[Exercise]: Nothing but the lines from the one containing "Target: black background" through the one containing "Target: forehead wrinkle", both included, should be given again, each exactly as written below.

[Input]:
________________

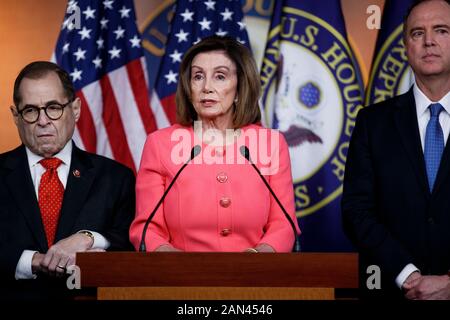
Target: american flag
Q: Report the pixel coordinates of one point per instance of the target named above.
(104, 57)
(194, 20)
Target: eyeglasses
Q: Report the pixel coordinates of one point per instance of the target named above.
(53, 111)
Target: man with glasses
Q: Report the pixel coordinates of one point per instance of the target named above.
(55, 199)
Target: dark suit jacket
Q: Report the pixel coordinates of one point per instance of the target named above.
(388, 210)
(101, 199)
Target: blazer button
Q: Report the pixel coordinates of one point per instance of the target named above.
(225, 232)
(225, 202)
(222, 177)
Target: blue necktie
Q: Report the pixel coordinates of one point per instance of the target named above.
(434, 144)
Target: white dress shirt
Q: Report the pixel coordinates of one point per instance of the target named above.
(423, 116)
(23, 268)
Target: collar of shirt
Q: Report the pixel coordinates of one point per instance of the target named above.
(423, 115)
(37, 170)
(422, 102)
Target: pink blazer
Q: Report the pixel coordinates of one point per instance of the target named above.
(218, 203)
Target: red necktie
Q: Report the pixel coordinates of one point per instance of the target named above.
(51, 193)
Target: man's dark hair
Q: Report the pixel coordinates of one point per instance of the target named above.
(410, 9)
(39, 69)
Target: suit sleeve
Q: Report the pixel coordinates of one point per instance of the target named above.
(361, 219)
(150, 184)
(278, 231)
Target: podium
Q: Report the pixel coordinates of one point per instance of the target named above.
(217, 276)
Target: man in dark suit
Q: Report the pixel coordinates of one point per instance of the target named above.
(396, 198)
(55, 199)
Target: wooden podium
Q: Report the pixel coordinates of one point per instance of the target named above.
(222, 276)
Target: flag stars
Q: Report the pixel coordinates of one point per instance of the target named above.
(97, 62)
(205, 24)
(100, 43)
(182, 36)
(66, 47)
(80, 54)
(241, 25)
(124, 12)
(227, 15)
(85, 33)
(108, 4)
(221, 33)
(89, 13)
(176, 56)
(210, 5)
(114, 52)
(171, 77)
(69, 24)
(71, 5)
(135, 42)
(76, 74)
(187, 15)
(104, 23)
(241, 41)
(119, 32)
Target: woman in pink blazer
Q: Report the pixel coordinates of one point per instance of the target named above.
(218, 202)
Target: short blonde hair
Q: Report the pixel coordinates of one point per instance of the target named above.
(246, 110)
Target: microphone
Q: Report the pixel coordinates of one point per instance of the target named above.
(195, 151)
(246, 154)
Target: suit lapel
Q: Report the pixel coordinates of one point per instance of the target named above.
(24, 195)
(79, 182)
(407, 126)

________________

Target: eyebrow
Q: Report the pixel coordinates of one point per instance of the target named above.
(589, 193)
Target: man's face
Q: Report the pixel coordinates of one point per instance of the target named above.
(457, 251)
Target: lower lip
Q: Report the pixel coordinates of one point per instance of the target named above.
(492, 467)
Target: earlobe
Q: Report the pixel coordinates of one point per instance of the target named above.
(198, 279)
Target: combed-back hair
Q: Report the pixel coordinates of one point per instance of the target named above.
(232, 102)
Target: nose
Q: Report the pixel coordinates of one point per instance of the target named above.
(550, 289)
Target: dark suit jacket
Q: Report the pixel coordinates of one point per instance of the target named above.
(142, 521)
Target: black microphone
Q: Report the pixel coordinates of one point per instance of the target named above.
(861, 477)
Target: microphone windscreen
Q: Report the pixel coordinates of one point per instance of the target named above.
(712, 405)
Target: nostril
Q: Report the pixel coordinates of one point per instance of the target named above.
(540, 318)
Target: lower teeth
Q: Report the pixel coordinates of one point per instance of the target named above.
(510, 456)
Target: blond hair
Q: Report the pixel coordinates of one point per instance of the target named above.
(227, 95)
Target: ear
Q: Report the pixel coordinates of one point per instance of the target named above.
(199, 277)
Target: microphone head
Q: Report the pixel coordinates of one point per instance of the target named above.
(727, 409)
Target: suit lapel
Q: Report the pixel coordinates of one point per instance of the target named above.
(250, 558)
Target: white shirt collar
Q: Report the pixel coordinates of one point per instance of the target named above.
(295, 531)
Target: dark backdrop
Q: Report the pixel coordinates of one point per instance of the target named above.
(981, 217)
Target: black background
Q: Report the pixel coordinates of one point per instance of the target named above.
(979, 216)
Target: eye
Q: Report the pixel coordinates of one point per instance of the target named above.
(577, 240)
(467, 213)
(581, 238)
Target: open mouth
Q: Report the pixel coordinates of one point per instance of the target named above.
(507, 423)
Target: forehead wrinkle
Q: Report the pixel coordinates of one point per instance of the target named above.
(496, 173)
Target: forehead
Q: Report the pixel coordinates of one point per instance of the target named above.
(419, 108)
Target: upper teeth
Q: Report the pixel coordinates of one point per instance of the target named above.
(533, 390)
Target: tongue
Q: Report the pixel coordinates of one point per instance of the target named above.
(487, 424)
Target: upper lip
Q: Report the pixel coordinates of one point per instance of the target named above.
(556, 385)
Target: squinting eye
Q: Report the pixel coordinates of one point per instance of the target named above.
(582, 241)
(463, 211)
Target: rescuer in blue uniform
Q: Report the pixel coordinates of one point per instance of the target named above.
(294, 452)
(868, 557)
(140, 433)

________________

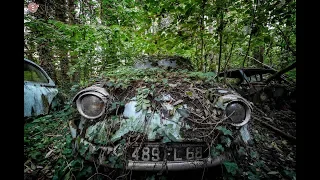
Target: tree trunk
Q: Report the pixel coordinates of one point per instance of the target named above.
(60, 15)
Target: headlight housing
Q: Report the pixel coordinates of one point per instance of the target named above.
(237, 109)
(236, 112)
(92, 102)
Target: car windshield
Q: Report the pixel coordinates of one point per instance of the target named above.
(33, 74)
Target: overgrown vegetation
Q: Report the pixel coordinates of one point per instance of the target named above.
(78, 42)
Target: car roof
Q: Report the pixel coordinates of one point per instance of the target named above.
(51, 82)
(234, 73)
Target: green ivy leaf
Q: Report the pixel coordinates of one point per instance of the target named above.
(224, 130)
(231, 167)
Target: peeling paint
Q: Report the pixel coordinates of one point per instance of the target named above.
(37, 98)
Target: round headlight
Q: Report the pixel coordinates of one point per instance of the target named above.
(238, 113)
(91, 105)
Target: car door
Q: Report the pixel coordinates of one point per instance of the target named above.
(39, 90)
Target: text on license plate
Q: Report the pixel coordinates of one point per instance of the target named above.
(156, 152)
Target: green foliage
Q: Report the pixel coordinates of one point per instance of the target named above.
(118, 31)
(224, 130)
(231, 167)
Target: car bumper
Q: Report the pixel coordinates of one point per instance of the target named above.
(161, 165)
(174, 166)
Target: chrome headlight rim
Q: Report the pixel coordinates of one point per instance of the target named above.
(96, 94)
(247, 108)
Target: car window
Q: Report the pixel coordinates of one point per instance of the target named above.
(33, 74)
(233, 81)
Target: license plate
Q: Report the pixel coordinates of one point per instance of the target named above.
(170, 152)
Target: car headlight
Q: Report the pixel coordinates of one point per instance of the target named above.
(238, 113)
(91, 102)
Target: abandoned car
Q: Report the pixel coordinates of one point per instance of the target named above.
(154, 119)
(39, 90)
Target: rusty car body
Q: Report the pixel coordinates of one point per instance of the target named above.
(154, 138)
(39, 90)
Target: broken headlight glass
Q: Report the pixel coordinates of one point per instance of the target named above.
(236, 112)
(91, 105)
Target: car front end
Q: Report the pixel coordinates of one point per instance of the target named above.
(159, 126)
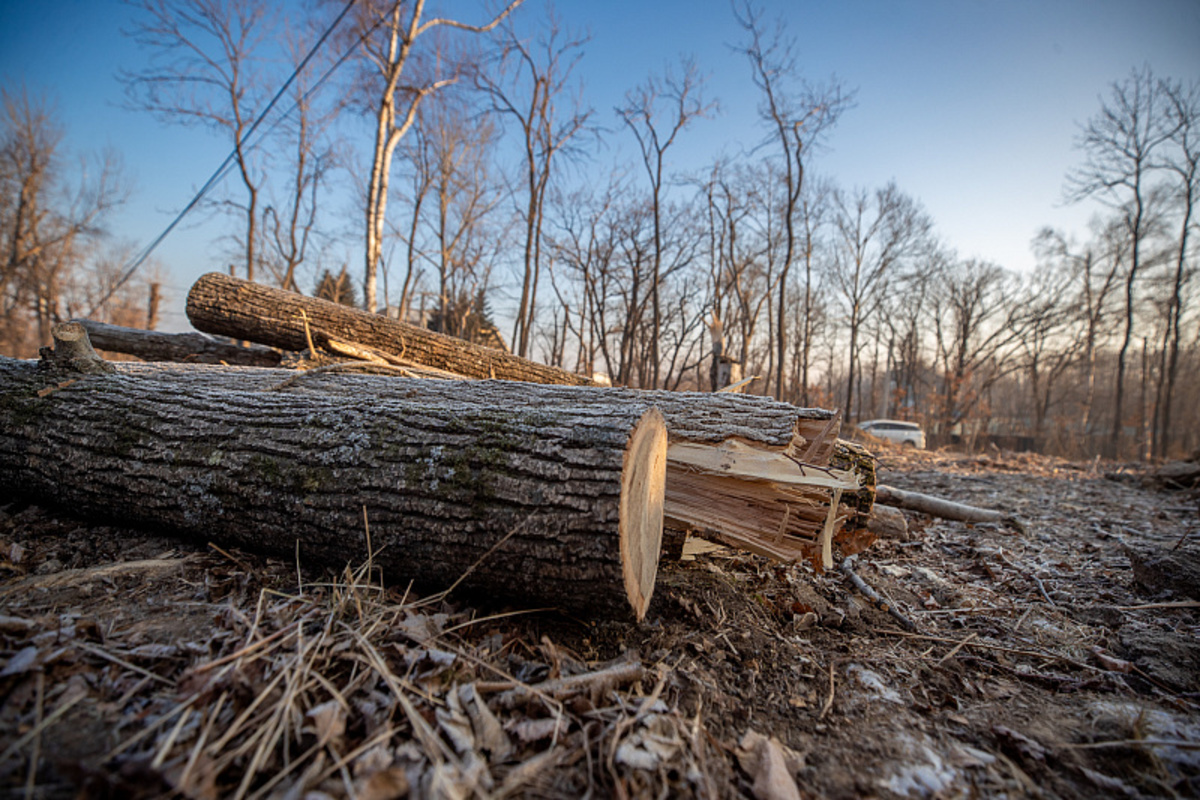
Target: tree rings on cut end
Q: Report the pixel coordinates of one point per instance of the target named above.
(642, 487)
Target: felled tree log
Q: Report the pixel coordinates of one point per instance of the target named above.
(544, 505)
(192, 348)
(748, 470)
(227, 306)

________________

[Output for this task]:
Target: black background
Q: Report the pixel coordinates of one point per instance of the target named above.
(979, 216)
Target: eye
Q: Report the pixel coordinates of one point per instance of the target named above.
(577, 240)
(467, 213)
(581, 238)
Target: open mouth
Q: Report the pixel coordinates of one point per instance of the target named above.
(507, 423)
Target: forehead wrinkle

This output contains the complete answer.